| WHAT YOU SHOULD DO |
Gather every line of the records below that contains the string "road", treating uppercase and lowercase letters as distinct.

━━ SUPPLIED INFORMATION ━━

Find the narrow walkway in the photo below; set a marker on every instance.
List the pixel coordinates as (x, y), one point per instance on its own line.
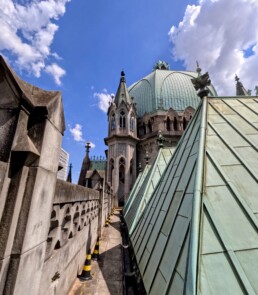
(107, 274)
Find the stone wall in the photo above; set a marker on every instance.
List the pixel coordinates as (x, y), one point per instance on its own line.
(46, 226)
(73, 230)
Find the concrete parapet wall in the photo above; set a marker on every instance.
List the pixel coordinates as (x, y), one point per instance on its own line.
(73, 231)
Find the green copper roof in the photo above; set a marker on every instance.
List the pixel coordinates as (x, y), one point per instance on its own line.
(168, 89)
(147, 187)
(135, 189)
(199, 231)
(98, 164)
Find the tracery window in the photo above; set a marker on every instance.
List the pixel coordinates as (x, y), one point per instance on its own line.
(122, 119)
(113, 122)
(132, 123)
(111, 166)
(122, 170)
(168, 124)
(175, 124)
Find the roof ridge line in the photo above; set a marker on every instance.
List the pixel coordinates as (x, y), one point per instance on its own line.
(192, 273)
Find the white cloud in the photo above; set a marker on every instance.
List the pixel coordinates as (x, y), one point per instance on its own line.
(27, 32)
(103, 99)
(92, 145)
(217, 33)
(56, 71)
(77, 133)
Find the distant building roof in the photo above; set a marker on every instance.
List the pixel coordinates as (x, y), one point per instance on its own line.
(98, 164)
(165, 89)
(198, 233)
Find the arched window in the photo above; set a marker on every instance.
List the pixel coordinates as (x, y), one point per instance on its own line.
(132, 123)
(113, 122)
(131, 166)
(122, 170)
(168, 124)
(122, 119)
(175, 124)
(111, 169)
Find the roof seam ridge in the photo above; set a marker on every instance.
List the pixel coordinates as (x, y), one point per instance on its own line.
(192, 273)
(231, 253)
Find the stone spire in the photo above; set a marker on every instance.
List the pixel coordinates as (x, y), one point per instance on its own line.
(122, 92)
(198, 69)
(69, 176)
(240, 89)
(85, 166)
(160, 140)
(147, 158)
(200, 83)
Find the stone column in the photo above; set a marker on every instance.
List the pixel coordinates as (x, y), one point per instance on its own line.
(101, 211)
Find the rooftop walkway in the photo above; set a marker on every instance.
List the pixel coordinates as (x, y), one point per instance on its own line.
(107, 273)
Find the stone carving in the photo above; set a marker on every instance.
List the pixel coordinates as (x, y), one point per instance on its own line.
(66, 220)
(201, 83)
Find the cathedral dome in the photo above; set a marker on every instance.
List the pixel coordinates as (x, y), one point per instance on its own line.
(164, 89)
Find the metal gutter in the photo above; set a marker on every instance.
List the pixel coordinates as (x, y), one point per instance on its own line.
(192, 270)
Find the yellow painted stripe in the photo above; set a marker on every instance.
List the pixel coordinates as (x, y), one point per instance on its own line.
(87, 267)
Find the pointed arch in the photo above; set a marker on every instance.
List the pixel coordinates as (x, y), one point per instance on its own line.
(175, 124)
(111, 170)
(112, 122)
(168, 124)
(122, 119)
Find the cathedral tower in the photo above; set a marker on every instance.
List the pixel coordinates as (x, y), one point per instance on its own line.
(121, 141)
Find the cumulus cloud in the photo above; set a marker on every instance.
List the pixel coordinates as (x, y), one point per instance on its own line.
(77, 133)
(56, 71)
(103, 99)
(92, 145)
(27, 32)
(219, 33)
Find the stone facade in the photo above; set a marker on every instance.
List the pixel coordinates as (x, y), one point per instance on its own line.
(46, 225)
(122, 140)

━━━
━━ SUPPLIED INFORMATION ━━

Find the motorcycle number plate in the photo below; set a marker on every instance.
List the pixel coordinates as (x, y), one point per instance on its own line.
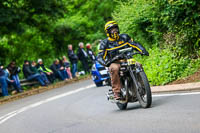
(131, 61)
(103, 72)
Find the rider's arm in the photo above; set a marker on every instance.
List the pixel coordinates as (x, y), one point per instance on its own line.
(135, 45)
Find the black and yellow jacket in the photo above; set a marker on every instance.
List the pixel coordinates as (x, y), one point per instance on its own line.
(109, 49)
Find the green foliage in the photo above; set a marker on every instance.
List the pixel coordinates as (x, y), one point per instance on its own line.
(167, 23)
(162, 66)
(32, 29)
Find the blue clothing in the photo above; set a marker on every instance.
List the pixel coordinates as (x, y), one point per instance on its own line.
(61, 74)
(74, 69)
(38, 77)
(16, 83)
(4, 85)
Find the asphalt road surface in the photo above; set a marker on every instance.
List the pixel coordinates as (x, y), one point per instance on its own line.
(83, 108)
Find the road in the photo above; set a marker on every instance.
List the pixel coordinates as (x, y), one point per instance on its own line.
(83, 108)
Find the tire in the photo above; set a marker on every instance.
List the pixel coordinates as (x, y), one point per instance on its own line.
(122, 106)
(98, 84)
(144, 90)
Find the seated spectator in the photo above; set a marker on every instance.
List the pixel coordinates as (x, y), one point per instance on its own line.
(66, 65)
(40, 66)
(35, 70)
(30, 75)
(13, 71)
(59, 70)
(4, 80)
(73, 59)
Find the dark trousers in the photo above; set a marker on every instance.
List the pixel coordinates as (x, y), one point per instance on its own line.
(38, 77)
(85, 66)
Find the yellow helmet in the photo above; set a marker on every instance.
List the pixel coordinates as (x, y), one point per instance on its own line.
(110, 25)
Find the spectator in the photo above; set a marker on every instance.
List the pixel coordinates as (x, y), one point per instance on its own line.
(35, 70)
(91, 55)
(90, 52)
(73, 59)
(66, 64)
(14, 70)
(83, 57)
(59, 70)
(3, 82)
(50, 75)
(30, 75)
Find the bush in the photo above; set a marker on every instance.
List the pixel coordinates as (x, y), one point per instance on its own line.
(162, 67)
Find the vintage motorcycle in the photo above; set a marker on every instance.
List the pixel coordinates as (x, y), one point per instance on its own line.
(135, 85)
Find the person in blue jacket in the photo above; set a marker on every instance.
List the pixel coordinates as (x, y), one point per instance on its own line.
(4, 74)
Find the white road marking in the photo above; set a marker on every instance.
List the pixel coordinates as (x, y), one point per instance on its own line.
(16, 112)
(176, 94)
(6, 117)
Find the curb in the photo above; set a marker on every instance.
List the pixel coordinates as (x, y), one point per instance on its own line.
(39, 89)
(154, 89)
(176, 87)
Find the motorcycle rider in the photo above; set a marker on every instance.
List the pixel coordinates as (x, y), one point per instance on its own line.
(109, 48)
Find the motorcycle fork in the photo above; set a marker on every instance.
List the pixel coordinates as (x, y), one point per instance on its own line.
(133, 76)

━━━

| WRITTEN SOLUTION |
Find the asphalt road surface in the photo above; set a marker on every instance.
Find the road in the photo above; set a marker on every instance.
Find the white road marking in the photo above; set a marker on every instance.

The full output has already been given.